## Set problem
In these records, swap "rocky island" for "rocky islet" and write all the lines out again with nothing else altered.

— START Material shown —

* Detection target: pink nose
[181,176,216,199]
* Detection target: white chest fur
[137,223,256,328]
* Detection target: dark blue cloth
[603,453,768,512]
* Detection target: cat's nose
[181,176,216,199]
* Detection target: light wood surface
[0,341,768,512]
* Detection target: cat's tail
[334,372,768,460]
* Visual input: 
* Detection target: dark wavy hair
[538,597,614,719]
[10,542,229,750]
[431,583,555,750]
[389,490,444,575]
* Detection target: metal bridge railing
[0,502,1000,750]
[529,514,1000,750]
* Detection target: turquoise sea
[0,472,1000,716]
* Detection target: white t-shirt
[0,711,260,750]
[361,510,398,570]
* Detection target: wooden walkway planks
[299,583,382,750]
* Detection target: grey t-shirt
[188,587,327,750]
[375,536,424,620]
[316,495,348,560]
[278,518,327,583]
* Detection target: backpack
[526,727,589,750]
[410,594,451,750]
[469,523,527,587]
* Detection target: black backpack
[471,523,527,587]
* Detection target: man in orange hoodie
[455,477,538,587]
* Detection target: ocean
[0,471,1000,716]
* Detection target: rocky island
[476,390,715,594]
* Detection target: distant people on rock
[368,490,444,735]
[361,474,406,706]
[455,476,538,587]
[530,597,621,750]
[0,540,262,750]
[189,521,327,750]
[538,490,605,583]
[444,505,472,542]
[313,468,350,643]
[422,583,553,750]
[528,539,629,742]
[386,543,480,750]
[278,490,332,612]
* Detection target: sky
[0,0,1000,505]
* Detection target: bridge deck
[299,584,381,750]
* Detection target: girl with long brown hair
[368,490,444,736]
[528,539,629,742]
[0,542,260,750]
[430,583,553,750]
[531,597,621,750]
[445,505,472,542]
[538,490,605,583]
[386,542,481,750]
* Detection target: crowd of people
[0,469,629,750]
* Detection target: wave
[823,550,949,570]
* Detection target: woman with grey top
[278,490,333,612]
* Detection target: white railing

— END Material shown —

## Final result
* Detection target: pink nose
[181,176,216,199]
* Detection target: white chest fur
[137,223,256,328]
* Detection target: dark blue cloth
[603,453,768,512]
* Detection target: cat's nose
[181,176,216,199]
* Detection target: light wood surface
[0,341,768,512]
* Detection target: cat's tail
[334,372,768,460]
* Visual input: 
* Detection target: dark wavy hair
[538,597,614,719]
[10,542,229,750]
[431,583,555,750]
[389,490,444,575]
* Detection target: metal bridge railing
[0,502,1000,750]
[529,514,1000,750]
* Detection target: turquoise sea
[0,472,1000,716]
* Detection target: white t-shirt
[0,711,260,750]
[361,510,398,570]
* Detection target: wooden walkway planks
[299,583,382,750]
* Detection target: grey t-shirt
[188,587,327,750]
[375,536,424,620]
[316,495,348,560]
[278,518,327,583]
* Detection target: backpack
[526,727,589,750]
[410,594,451,750]
[469,523,527,587]
* Detection target: black backpack
[471,523,527,587]
* Detection target: man in orange hoodie
[455,477,538,587]
* Detection target: ocean
[0,471,1000,716]
* Detection target: rocky islet
[476,390,715,594]
* Detection target: distant people on rock
[368,490,444,735]
[361,474,406,706]
[455,476,538,587]
[530,597,621,750]
[0,540,262,750]
[189,521,327,750]
[538,490,605,583]
[444,505,472,542]
[313,468,350,643]
[422,583,553,750]
[528,539,629,742]
[386,543,480,750]
[278,490,332,612]
* Detection target: sky
[0,0,1000,505]
* Detection target: bridge deck
[299,584,381,750]
* Detection target: girl with long brown hair
[368,490,444,736]
[528,539,629,742]
[0,542,260,750]
[430,583,553,750]
[531,597,621,750]
[445,505,472,542]
[538,490,605,583]
[386,542,481,750]
* Detection target: crowd of people
[0,469,629,750]
* Detection target: wave
[823,550,949,570]
* Detection target: woman with grey top
[278,490,333,612]
* Detection target: white railing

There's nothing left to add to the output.